■ Passage ■
....................

In hindsight, the chain of command from the
Union side should not have supported the dissemination of private documents like
the Travel Expense Statements, even if those documents support allegations of a
violation of their constitution. To borrow a phrase, the prejudice caused to the
individual employees being tried outweighed their probative value to the
Union’s discipline proceedings. Employees have
the right to expect that their private information will be kept private. Mr.
Knoll’s rights in that regard were clearly violated when his Travel Expense
Statements were disclosed to the panel hearing his trial on November 6, 2007.
The Union had other options open to it to prove
its case, including the calling of witnesses who could have provided direct
evidence on the issues to be tried. To resort to private information to buttress
its case was clearly inappropriate.

....................

■ Records shown ■

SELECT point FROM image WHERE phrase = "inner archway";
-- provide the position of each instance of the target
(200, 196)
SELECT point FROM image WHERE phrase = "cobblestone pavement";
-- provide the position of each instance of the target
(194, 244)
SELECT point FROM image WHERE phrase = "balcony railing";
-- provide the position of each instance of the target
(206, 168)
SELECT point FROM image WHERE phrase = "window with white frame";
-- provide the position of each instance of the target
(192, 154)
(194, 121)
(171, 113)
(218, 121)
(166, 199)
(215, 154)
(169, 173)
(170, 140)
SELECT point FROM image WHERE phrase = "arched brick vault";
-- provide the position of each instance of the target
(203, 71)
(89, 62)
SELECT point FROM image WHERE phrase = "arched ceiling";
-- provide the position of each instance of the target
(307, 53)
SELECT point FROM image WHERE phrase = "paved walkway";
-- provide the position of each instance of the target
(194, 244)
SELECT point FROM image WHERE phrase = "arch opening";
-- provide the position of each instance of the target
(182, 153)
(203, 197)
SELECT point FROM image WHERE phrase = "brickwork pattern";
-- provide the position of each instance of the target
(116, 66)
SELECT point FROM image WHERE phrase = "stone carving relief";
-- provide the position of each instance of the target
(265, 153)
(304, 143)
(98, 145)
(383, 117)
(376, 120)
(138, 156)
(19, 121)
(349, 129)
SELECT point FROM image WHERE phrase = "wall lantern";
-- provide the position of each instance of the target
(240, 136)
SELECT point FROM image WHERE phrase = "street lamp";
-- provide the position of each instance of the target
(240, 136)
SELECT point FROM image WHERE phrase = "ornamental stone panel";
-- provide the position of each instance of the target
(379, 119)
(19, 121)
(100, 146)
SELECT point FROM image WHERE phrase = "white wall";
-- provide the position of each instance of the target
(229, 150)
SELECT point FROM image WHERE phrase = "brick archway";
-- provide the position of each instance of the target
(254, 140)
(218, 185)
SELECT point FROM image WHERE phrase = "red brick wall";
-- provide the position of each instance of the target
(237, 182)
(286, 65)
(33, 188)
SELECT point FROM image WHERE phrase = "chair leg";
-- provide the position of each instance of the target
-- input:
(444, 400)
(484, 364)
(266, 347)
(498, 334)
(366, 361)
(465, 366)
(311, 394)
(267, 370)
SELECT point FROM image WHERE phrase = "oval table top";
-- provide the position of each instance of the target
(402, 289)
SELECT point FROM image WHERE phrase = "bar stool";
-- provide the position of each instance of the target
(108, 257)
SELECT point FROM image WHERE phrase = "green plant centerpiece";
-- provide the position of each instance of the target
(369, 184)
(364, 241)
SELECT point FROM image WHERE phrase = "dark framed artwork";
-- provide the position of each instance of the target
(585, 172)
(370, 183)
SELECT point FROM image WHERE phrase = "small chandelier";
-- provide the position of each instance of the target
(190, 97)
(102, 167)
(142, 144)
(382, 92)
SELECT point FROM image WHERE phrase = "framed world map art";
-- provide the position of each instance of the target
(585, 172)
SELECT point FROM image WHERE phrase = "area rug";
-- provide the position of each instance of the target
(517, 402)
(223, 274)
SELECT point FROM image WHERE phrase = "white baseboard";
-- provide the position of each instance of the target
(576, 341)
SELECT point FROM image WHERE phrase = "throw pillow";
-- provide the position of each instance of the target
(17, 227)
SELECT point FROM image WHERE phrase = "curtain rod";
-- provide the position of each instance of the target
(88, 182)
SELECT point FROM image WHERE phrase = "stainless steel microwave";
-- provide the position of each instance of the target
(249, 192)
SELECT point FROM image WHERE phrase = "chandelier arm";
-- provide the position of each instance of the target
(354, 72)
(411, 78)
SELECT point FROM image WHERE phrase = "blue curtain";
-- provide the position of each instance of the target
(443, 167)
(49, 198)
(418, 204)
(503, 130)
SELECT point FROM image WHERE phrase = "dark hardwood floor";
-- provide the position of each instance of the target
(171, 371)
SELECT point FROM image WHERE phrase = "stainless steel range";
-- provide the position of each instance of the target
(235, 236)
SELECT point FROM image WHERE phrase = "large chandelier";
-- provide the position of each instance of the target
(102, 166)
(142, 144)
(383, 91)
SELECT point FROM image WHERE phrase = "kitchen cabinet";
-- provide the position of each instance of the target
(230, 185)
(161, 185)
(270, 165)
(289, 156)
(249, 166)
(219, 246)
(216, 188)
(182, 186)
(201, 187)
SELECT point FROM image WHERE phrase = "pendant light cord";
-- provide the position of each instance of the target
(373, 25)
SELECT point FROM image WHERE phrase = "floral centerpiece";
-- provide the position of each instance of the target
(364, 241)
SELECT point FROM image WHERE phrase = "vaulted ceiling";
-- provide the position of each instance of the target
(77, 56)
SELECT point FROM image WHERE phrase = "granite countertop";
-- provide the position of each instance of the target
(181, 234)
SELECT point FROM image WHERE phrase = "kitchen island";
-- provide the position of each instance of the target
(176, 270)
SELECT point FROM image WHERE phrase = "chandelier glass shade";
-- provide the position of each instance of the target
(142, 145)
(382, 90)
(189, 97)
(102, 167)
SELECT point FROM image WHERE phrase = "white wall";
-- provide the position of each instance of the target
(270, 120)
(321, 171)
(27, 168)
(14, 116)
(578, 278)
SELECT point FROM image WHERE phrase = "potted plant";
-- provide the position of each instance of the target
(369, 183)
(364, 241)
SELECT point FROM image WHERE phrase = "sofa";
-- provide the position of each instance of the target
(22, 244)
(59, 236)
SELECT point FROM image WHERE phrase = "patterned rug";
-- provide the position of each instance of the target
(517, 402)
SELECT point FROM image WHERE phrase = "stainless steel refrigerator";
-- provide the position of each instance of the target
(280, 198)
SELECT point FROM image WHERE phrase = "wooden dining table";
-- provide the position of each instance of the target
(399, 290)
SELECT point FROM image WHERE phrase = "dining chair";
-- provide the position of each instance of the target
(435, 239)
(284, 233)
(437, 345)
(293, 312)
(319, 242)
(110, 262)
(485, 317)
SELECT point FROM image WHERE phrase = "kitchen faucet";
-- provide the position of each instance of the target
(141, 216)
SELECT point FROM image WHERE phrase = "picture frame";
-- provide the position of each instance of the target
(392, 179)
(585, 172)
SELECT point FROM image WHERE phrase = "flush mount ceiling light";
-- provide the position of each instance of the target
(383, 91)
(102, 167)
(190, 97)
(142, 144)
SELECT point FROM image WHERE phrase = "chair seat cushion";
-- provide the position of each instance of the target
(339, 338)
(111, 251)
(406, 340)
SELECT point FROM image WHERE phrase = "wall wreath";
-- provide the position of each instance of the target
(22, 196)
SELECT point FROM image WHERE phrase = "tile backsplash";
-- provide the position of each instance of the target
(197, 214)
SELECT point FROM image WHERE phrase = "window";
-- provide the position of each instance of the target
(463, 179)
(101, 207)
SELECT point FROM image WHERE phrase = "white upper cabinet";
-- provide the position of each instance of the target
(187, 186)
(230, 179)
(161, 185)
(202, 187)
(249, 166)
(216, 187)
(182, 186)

....................

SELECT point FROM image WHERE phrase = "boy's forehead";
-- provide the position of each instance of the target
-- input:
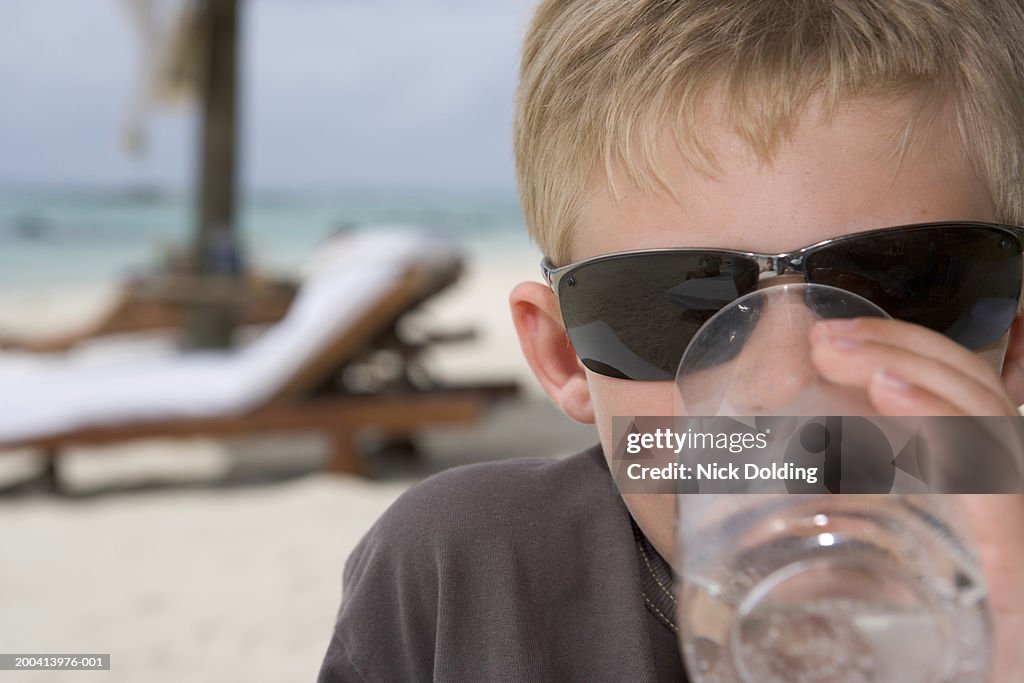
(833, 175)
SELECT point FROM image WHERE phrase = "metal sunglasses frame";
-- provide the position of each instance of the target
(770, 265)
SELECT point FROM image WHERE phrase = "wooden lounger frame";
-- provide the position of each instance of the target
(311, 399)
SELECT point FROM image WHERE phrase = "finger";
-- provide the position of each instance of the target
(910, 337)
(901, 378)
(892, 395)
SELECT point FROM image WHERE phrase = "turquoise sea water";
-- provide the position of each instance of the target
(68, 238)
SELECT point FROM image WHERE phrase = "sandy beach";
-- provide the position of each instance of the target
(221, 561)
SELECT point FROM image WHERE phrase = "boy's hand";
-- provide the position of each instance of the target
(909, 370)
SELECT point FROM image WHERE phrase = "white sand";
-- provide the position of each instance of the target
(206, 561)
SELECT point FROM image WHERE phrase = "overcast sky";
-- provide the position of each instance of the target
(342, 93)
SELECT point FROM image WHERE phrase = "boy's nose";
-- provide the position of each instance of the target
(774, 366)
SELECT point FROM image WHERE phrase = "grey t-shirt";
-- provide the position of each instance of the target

....................

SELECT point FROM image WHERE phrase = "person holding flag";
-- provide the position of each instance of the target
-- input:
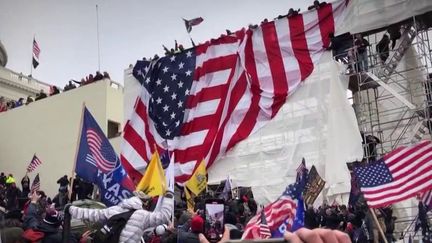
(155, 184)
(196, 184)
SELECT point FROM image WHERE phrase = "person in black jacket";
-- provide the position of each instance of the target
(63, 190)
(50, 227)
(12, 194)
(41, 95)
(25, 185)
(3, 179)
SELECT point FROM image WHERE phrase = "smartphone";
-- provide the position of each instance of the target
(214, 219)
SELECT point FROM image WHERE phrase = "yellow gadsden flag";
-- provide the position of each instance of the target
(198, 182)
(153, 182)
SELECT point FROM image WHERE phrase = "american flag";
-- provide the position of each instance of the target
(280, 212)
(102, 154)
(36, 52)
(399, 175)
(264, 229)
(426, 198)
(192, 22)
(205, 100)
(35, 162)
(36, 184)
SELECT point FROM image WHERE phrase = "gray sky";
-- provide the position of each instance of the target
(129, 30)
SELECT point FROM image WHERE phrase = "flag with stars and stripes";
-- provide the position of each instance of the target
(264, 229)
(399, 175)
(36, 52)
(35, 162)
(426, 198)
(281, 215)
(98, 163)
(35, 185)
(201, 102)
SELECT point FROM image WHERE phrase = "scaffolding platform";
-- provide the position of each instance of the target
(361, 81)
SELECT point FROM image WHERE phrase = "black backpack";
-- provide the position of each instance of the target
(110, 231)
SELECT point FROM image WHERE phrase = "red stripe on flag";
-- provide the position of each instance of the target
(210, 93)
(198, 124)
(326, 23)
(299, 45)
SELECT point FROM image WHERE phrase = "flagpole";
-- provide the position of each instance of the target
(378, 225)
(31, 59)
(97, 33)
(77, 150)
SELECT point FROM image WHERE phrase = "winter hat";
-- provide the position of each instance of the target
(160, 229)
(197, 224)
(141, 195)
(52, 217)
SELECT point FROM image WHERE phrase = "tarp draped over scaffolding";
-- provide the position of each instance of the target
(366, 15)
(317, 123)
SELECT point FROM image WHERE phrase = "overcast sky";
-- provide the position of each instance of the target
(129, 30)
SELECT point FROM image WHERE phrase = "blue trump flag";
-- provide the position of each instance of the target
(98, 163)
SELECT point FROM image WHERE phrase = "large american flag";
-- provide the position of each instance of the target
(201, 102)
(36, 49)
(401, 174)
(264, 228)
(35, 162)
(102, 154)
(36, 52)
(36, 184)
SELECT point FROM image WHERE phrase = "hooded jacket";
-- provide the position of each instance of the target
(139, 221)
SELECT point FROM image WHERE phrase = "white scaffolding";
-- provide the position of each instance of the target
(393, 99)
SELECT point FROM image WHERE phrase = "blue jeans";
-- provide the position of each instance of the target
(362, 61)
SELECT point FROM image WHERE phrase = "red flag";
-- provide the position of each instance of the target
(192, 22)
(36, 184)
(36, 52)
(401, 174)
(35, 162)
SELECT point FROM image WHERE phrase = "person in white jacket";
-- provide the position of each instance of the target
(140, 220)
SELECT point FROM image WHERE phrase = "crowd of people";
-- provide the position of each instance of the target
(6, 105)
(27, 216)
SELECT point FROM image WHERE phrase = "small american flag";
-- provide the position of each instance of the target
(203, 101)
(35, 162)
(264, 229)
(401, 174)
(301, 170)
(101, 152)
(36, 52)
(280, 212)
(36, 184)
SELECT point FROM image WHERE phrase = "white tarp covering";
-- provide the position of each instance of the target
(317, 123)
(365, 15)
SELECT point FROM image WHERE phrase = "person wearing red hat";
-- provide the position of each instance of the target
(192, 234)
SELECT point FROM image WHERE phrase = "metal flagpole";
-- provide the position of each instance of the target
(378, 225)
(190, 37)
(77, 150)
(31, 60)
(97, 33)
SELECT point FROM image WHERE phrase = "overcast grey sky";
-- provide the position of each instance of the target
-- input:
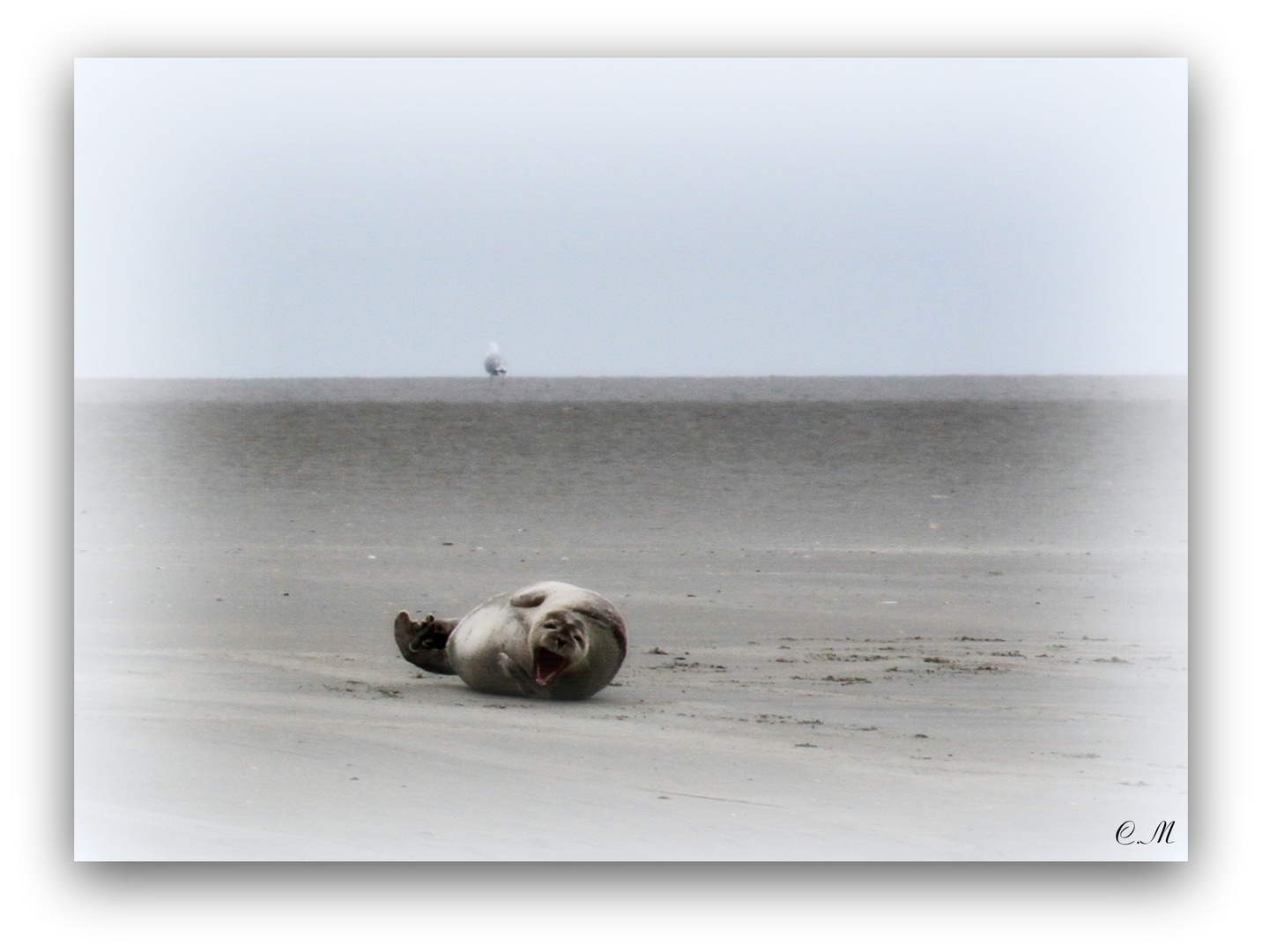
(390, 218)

....................

Carry on the passage about the Union's disclosure of Mr. Knoll's Travel Expense Statements from where it stops.

■ The result ■
Returning to the grievor’s role in this matter,
I note that he was asked at his investigation whether he understood that the
Travel Expense Statements were personal information. The grievor replied that he
was unaware that it was an official Company document. He further stated at his
investigation that he had “…never seen documents like that before and did not
realize that it might be a Company document as there was no signature on the
documents”.
The Travel Expense Statements appear on their
face to be a Company form. In that regard, it is a printed form which
identifies, at the top of the document, that it is from CPR Engineering. It also
shows the itinerary, the per diem settlement, and other costs. I simply cannot
accept that a long-term employee like the grievor would not have immediately
recognized the document as Company-generated information on both Mr. Dolph and
Mr. Knoll whose names, personnel numbers and trip numbers also appear at the top
of the page.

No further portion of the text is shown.